>> Begin
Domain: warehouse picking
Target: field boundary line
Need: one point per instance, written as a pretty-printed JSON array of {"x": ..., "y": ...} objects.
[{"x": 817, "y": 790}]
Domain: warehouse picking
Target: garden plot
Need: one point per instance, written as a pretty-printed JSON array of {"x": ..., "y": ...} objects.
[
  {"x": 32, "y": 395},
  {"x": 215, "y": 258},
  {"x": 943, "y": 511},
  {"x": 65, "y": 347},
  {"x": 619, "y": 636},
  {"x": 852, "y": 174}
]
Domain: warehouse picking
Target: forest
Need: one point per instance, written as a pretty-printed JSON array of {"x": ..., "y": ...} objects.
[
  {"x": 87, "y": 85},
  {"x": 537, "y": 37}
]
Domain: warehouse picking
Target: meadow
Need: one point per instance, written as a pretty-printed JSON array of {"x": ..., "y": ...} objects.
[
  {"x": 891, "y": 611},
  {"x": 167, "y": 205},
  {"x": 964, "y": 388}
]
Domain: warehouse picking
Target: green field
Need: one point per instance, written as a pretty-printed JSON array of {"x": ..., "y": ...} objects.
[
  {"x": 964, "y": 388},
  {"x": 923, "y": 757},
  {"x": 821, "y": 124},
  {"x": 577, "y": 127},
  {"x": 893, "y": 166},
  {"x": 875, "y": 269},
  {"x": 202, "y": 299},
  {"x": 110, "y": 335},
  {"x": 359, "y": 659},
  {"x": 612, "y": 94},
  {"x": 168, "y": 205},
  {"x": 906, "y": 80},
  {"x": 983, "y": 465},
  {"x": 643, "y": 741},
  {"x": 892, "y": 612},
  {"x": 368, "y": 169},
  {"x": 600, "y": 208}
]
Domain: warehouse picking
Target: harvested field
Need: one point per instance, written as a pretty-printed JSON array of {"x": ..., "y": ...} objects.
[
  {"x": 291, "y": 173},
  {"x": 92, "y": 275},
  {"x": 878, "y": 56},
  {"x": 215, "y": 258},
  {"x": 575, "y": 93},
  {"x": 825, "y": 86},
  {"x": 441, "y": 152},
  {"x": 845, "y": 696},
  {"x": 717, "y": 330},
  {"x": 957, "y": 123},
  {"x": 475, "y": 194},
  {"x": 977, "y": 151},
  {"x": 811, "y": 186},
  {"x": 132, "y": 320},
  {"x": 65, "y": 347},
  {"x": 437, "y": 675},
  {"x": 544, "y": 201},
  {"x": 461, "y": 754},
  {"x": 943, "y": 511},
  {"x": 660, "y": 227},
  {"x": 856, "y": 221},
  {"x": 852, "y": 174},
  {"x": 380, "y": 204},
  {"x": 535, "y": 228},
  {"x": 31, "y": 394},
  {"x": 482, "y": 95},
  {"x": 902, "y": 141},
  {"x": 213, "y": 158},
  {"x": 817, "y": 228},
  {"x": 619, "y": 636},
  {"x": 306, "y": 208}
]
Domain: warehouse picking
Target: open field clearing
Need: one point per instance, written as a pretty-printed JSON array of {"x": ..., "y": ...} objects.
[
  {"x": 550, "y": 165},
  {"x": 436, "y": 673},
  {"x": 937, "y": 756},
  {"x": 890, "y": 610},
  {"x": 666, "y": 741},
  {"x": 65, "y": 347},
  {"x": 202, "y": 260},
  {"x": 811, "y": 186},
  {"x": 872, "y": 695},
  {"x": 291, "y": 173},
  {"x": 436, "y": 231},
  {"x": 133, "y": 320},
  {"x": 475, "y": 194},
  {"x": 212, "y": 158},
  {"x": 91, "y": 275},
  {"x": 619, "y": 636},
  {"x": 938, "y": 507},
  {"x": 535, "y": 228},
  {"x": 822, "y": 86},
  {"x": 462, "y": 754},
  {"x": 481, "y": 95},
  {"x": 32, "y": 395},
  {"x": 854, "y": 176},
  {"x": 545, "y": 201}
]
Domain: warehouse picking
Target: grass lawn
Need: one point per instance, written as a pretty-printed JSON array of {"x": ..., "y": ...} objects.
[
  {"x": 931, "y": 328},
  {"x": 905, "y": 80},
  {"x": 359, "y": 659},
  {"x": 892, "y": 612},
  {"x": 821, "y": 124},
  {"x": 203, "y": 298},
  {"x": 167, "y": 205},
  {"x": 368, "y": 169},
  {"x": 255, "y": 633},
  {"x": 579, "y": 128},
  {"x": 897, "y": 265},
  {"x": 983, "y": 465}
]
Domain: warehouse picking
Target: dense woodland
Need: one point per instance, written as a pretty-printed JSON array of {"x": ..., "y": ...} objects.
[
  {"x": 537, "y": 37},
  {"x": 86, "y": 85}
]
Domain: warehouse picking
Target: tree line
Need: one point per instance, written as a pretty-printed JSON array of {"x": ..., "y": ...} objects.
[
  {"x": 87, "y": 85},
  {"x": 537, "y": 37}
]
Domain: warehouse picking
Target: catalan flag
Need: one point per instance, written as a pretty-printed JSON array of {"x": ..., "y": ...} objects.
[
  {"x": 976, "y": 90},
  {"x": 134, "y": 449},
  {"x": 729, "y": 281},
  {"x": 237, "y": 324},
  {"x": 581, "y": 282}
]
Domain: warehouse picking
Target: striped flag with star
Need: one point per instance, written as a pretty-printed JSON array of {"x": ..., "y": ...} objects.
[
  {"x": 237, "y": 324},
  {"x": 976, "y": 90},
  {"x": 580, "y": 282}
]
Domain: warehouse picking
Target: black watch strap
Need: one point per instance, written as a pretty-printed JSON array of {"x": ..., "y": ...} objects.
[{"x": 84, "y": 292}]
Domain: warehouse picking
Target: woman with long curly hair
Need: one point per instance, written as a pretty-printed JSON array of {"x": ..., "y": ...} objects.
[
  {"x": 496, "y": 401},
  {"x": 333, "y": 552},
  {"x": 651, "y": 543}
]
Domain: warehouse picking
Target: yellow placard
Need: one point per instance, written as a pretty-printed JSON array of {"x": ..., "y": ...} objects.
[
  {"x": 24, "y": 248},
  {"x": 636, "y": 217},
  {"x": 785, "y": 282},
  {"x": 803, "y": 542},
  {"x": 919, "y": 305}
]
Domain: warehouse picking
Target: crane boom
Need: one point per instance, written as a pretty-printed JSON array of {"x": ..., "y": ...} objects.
>> End
[Exercise details] List every line of the listing above that contains the string "with".

[Reply]
Target: striped flag with star
Target: woman with long curly hair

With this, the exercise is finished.